_WHAT IS EXPECTED_: Exactly and only the lines from the one containing "Task: spot one point per instance of the sconce" through the close of the entries below are to be set down.

_Part of a data file_:
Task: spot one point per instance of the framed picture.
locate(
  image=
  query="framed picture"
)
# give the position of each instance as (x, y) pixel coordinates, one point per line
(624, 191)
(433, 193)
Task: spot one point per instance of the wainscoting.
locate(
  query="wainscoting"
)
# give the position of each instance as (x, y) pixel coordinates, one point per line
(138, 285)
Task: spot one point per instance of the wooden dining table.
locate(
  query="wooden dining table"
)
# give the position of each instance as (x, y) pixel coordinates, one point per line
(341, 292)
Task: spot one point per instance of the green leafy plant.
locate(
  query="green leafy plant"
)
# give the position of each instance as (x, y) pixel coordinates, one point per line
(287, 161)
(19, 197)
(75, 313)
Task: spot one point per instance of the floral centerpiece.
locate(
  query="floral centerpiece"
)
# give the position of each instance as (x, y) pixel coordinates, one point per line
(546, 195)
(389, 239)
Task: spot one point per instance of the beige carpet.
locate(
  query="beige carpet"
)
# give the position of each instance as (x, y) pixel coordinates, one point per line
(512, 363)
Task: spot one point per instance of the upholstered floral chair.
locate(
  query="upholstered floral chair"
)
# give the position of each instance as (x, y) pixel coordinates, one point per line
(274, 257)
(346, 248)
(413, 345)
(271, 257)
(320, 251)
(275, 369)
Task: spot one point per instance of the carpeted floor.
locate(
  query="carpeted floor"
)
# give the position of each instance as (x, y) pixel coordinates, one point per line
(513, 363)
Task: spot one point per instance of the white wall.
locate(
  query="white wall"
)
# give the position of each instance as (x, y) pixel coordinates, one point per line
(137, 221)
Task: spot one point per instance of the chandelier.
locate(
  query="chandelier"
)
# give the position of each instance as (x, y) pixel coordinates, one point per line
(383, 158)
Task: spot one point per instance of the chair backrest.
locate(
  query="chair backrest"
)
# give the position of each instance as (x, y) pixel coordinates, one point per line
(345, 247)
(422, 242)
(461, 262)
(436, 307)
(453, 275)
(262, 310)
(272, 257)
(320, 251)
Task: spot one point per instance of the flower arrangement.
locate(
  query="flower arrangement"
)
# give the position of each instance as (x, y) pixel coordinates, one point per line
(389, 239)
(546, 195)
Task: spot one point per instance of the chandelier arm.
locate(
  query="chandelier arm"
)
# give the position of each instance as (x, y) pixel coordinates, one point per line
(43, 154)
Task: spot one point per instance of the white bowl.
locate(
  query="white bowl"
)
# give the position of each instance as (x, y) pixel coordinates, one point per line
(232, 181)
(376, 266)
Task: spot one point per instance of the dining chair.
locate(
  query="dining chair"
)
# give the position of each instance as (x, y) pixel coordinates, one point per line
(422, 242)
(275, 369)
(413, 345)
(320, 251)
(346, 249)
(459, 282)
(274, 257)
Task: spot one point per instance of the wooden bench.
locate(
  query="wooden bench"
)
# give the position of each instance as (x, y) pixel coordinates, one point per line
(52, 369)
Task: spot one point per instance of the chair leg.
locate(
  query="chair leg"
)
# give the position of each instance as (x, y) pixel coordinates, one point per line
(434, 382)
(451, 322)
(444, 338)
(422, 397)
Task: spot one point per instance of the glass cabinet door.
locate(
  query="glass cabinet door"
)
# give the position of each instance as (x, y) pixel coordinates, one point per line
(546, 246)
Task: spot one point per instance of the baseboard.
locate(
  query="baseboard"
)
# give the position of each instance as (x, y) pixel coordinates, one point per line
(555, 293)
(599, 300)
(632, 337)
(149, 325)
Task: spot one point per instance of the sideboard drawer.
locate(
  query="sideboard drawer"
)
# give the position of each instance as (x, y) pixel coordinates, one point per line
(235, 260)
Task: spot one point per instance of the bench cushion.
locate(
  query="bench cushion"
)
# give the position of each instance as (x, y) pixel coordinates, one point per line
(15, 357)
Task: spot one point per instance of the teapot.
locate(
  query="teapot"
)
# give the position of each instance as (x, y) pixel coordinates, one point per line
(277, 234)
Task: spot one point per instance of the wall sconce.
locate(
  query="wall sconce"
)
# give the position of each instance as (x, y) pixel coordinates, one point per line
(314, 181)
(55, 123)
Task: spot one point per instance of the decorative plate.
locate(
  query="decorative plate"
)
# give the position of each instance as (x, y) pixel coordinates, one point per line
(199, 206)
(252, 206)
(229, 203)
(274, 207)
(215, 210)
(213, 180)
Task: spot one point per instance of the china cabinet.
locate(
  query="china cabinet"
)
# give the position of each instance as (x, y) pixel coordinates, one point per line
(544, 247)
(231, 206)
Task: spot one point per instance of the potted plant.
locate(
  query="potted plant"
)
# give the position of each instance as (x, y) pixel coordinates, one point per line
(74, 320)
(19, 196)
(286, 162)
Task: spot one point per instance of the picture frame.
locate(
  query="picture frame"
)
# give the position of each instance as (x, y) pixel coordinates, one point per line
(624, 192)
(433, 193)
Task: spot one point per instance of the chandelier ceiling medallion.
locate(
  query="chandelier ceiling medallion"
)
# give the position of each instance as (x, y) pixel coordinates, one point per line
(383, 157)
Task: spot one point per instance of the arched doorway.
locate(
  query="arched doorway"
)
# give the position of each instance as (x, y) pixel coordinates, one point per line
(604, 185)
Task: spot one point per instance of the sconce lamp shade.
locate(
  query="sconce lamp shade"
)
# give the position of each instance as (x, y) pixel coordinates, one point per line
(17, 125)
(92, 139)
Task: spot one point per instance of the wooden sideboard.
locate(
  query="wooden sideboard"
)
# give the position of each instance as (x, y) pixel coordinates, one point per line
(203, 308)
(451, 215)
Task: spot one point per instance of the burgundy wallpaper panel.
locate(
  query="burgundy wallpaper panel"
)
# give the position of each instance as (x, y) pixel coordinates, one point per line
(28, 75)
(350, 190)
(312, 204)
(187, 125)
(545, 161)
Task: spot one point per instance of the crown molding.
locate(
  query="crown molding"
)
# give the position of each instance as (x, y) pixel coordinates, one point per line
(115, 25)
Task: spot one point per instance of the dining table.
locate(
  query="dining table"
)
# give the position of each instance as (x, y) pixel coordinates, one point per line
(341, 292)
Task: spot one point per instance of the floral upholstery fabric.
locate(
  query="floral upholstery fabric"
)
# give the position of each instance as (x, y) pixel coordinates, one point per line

_RESULT OF THE TASK_:
Task: spot one point per instance of the sconce lamp shade.
locate(
  query="sconce lamp shade"
)
# give the position of each instance as (x, y) pixel coordinates, one point per line
(17, 125)
(92, 139)
Task: spot one point per instance of the wooden sideboard.
locate(
  query="wooden sideboard"
)
# give the position of each instance as (x, y) pixel coordinates, one point per line
(203, 308)
(451, 215)
Task: spot one point per instance of the burgundy wallpaper panel.
locate(
  query="burgundy wallpaper panel"
)
# give the position of each instance as (x, y) pixel coordinates, one point per line
(28, 75)
(350, 190)
(312, 204)
(187, 125)
(545, 161)
Task: spot one point per instance of the crown molding.
locate(
  query="crown molding"
)
# give the position of each instance as (x, y) pixel coordinates, one point per line
(115, 25)
Task: spot one point per instance of the dining table.
locate(
  query="dining table"
)
# give the position of each instance as (x, y) pixel coordinates, one point per line
(341, 292)
Task: spot one point per instance of the floral upholstery fabric.
locate(
  query="floral upholstery fabric"
)
# give the position of each instance as (x, y) pixel coordinates, one point per line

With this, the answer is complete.